* [SOURCE TEXT]:
-- -- --
As we are approaching the US elections, Joe Biden is shown to be winning in the national polls. While this is welcomed news for Democrat supporters, having seen the results of 2016, everyone understands that the US does not have a national election but an electoral college. As the presidential voting system is decided by electoral college votes, margin of victory is secondary, meaning that the result will likely be decided by the so-called ‘swing states’. Here the polls are not as advanced, and reporting agencies do not seem sensitive to the differences in polls between registered voters and likely voters. Polls of likely voters are much more important as turnout determines outcome. What we have seen in the swing state polls is that they’re in the margin of error and they focus on registered rather than likely voters. All of this is a roundabout way to say that the presidency is very much undetermined, despite what the latest polling may indicate.
While traditional markets tend to underperform during periods of uncertainty, cryptocurrencies do not seem to be affected as much. Polarization industries and decisive politics have created one of the most contentious election periods in US history, producing an environment that seems to be driving safe-haven demand. Bitcoin has bucked recent trends of mirroring stock market movements and uncertainty factors may bolster Bitcoin’s recent surge in price as volatility in traditional markets gives way to opportunity in digital assets.
Both candidates have remained fairly diplomatic in regard to their views on Cryptocurrency and it certainly hasn’t made an appearance in either of their election campaigns. While Cryptocurrencies won’t be at the forefront of the future President’s domestic policy, there is building momentum in regards to central bank digital currencies (CBDC) as well as an inflow of retail and institutional investment into Bitcoin. These factors are making Cryptocurrency increasingly relevant and as widespread adoption continues, it is safe to assume that the future of Cryptocurrencies will be on the agenda of the future administration.
Irrespective of the outcome on the 3rd of November, Bitcoin and Cryptocurrencies seem well placed in the immediate future. Whoever inherits the post-election economy will be facing the financial repercussions of the corona pandemic which will likely mean an enormous economic stimulus from either party. This fact strengthens one of the largest appeals of Bitcoin as a hedge against inflation. The US is on a long and expensive path to recovery. In September, unemployment rates moved to 12.6 million and as the virus continues to linger, new lockdown measures will have to be put in place that will affect consumer confidence and hurt the country’s output. The upshot is that fiscal stimulus, to the tune of trillions, is likely to be issued from any administration, making Cryptocurrency an attractive investment for those weary of further devaluation of USD.
-- -- --
* [DATA FOR REVIEW]:
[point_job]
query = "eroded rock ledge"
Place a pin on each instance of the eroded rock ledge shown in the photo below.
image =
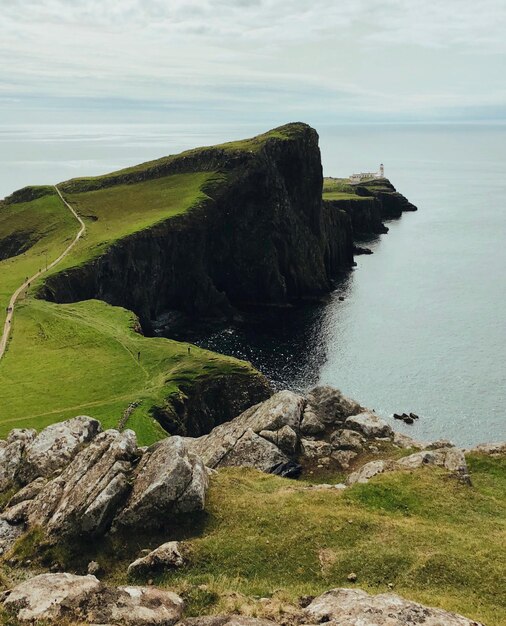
(76, 482)
(57, 597)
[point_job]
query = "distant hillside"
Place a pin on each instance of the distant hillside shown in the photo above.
(203, 232)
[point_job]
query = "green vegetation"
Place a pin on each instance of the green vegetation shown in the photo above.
(64, 360)
(156, 168)
(423, 534)
(435, 540)
(43, 227)
(340, 189)
(112, 213)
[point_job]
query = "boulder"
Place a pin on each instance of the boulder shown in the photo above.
(367, 471)
(369, 424)
(11, 455)
(425, 457)
(251, 450)
(439, 443)
(135, 606)
(315, 449)
(166, 556)
(51, 597)
(57, 598)
(238, 442)
(353, 607)
(344, 458)
(226, 620)
(168, 480)
(55, 446)
(330, 406)
(285, 438)
(452, 459)
(345, 439)
(84, 499)
(403, 441)
(8, 534)
(310, 424)
(491, 449)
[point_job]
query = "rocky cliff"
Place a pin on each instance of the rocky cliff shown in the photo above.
(262, 236)
(367, 204)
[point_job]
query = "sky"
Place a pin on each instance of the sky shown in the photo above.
(321, 61)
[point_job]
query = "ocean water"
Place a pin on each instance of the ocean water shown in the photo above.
(422, 326)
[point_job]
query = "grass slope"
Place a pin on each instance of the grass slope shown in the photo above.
(436, 541)
(45, 226)
(340, 189)
(423, 534)
(68, 359)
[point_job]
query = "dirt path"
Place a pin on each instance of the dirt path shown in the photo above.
(12, 303)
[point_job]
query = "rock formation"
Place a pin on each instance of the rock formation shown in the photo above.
(55, 597)
(110, 480)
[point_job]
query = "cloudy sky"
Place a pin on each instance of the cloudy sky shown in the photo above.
(323, 61)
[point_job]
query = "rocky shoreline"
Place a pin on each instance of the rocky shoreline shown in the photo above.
(73, 482)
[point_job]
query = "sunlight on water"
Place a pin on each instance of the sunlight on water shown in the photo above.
(421, 327)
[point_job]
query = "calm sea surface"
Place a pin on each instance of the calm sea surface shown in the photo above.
(423, 324)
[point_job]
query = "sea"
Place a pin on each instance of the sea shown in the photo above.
(418, 326)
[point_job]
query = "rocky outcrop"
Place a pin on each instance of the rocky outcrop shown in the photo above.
(169, 479)
(11, 455)
(57, 598)
(100, 481)
(196, 409)
(167, 556)
(85, 497)
(450, 458)
(239, 442)
(369, 424)
(288, 429)
(285, 247)
(365, 215)
(351, 607)
(54, 447)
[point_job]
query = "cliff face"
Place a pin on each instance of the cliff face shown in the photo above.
(375, 201)
(263, 237)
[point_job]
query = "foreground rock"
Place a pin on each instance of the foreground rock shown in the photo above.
(288, 429)
(85, 498)
(350, 607)
(54, 447)
(11, 455)
(53, 598)
(169, 479)
(452, 459)
(353, 607)
(239, 443)
(167, 556)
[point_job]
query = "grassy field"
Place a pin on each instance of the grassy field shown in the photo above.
(82, 358)
(423, 534)
(340, 189)
(115, 212)
(152, 169)
(46, 226)
(435, 540)
(64, 360)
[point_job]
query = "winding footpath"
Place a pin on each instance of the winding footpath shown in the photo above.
(26, 284)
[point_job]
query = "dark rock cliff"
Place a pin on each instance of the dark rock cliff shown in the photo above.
(263, 237)
(378, 201)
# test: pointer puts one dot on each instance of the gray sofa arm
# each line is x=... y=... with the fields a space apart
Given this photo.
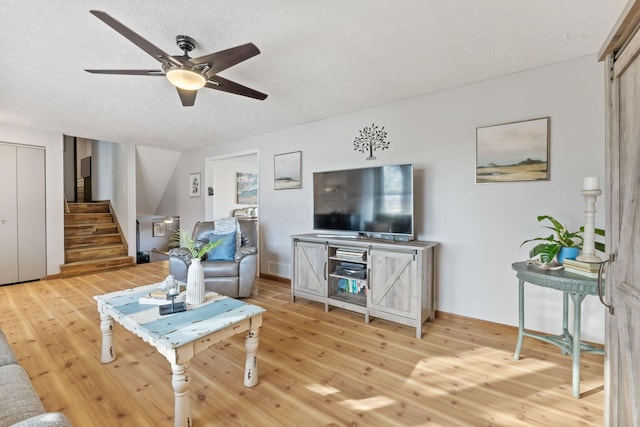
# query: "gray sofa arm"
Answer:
x=51 y=419
x=244 y=251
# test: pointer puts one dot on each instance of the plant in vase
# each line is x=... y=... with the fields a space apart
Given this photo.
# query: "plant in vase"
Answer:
x=561 y=244
x=195 y=272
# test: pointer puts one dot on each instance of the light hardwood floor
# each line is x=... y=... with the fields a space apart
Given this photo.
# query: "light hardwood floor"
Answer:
x=316 y=368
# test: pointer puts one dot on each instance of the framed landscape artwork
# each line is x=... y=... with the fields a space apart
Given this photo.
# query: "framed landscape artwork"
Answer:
x=287 y=170
x=159 y=229
x=510 y=152
x=246 y=188
x=194 y=185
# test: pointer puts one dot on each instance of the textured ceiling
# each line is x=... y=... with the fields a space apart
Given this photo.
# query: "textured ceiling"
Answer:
x=319 y=59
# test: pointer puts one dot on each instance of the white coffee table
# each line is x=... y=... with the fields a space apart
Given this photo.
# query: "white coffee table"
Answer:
x=180 y=336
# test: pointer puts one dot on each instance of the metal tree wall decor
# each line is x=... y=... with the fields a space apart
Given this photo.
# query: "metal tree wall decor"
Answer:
x=371 y=139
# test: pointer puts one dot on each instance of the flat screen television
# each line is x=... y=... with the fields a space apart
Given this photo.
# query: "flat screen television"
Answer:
x=373 y=202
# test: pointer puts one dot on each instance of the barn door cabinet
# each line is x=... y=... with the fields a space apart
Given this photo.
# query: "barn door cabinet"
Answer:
x=377 y=278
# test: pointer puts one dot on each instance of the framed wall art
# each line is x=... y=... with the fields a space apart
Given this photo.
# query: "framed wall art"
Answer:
x=517 y=151
x=246 y=188
x=287 y=170
x=194 y=184
x=159 y=229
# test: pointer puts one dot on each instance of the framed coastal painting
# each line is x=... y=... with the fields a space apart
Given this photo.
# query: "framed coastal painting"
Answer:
x=287 y=170
x=246 y=188
x=159 y=229
x=194 y=184
x=517 y=151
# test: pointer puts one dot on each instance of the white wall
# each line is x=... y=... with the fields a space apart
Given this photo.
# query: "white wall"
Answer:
x=54 y=182
x=221 y=175
x=480 y=226
x=114 y=179
x=153 y=167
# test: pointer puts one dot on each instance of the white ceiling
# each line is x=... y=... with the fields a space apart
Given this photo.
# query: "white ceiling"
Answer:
x=320 y=58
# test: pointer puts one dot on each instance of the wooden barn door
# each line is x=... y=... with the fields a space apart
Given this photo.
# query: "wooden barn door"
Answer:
x=622 y=362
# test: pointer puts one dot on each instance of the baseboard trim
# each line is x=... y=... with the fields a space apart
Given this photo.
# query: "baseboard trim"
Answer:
x=275 y=278
x=498 y=327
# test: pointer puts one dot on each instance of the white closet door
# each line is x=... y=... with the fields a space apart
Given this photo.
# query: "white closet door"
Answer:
x=32 y=237
x=8 y=215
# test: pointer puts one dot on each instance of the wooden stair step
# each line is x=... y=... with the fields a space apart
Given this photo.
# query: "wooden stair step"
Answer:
x=85 y=241
x=92 y=266
x=95 y=252
x=87 y=218
x=93 y=207
x=90 y=229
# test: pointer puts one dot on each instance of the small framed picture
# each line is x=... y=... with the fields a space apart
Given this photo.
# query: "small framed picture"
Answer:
x=194 y=184
x=246 y=188
x=159 y=229
x=510 y=152
x=287 y=170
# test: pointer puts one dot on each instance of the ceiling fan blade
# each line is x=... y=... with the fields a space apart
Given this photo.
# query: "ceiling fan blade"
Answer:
x=220 y=61
x=188 y=97
x=157 y=53
x=225 y=85
x=129 y=72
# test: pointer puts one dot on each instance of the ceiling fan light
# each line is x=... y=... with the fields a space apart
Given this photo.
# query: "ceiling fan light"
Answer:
x=186 y=79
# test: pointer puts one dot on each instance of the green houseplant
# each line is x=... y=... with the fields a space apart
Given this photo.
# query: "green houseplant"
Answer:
x=195 y=273
x=183 y=238
x=551 y=245
x=560 y=238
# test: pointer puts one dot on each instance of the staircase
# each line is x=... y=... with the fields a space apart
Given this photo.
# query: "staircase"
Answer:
x=92 y=240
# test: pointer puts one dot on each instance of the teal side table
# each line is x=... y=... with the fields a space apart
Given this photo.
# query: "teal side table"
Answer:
x=572 y=285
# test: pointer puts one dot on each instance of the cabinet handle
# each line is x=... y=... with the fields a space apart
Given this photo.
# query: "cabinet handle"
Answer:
x=600 y=295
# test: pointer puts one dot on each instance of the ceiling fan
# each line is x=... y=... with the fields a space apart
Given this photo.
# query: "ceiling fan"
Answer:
x=185 y=73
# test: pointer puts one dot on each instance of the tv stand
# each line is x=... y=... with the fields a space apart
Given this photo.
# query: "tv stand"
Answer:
x=389 y=280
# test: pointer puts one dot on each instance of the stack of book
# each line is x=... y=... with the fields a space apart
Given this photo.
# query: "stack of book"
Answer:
x=351 y=254
x=159 y=296
x=588 y=269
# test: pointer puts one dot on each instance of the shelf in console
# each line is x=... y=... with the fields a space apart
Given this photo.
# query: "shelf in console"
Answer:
x=349 y=298
x=344 y=276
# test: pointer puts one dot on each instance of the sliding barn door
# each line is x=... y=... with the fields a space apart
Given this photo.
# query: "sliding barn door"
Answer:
x=622 y=383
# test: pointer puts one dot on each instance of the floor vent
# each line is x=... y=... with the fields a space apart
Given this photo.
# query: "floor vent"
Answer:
x=279 y=269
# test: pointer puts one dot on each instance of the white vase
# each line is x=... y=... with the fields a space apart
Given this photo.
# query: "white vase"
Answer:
x=195 y=282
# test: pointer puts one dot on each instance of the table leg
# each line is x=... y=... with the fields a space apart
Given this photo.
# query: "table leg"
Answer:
x=251 y=364
x=108 y=350
x=180 y=382
x=565 y=318
x=516 y=355
x=577 y=316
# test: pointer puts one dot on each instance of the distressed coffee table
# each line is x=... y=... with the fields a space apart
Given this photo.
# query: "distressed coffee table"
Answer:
x=180 y=336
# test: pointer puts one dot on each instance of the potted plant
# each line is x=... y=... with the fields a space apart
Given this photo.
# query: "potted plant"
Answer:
x=554 y=245
x=195 y=272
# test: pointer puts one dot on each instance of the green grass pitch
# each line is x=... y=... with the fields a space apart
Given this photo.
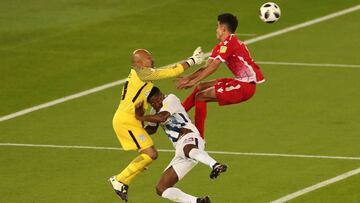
-- -- --
* [QUESTIONS]:
A. For each statement about the US election and cryptocurrency article, answer yes or no and quote the words from the article that decide it. (i) The swing state polls focus on likely voters rather than registered voters. (ii) Cryptocurrency has not appeared in either candidate's election campaign. (iii) Bitcoin has kept mirroring stock market movements.
B. According to the US election and cryptocurrency article, why will the swing states likely decide the result?
The entries that come after the article are separate material and have no connection to it.

* [ANSWERS FOR THE EXERCISE]:
A.
(i) No: "they focus on registered rather than likely voters."
(ii) Yes: "it certainly hasn’t made an appearance in either of their election campaigns."
(iii) No: "Bitcoin has bucked recent trends of mirroring stock market movements."

B. The US does not hold a national election. The presidency is decided by electoral college votes, so the margin of victory is secondary, and the result will likely come down to the swing states.